Copy the data below word for word, from the line that contains "Every instance of the red" through the line that contains "pixel 778 340", including both of those lines and nothing outside them.
+++ Excerpted records +++
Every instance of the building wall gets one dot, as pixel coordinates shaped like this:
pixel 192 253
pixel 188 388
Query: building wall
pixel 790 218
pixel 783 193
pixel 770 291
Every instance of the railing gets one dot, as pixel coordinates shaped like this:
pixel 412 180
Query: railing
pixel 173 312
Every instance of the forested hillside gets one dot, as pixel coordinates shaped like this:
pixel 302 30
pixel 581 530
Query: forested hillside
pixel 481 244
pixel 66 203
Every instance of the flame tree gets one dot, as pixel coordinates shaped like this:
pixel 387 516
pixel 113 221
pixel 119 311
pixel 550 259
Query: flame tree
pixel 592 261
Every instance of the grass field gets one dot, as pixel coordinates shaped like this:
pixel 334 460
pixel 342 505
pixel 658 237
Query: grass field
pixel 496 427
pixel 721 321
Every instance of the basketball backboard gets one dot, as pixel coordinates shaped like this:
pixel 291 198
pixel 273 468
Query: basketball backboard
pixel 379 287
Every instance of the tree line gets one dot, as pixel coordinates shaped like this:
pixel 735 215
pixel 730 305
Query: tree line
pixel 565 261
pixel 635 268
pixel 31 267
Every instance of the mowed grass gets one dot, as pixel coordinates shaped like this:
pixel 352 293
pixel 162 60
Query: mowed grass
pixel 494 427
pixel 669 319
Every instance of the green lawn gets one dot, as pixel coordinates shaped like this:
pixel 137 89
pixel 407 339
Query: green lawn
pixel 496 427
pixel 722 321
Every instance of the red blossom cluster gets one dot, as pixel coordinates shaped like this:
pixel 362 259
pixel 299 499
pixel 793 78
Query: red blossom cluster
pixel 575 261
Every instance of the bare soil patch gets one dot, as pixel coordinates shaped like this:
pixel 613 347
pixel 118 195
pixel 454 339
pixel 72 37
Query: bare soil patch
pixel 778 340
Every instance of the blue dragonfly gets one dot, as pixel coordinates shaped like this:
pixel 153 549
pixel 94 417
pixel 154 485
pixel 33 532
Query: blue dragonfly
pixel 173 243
+++
+++ Excerpted records +++
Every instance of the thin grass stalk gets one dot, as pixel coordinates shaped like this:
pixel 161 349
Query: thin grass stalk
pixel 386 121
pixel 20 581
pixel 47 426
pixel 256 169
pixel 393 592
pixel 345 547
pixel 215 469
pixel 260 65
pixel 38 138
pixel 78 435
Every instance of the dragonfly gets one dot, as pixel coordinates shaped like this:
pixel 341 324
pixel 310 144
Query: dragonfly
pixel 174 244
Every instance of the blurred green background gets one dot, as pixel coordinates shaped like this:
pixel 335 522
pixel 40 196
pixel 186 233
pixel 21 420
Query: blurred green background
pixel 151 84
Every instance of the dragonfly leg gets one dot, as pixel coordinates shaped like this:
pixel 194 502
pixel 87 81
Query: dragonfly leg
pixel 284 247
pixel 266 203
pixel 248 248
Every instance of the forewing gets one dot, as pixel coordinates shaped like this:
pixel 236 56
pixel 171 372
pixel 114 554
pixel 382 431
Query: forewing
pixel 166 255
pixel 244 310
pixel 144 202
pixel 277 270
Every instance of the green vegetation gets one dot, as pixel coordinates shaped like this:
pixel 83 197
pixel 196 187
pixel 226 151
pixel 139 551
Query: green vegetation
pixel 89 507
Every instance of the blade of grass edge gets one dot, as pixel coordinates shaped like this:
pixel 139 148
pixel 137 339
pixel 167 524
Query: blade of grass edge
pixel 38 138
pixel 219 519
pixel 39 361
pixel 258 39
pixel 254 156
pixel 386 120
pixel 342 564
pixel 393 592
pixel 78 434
+++
== Finished exercise ==
Every instance of the red blossom cluster gets one dot, as pixel coordinates shaped like this:
pixel 362 259
pixel 299 499
pixel 793 78
Query: red blossom cluster
pixel 575 261
Every instance of the bare soil patch gets one dot, as pixel coordinates shaped like this:
pixel 613 347
pixel 118 195
pixel 454 339
pixel 72 37
Query: bare soil patch
pixel 778 340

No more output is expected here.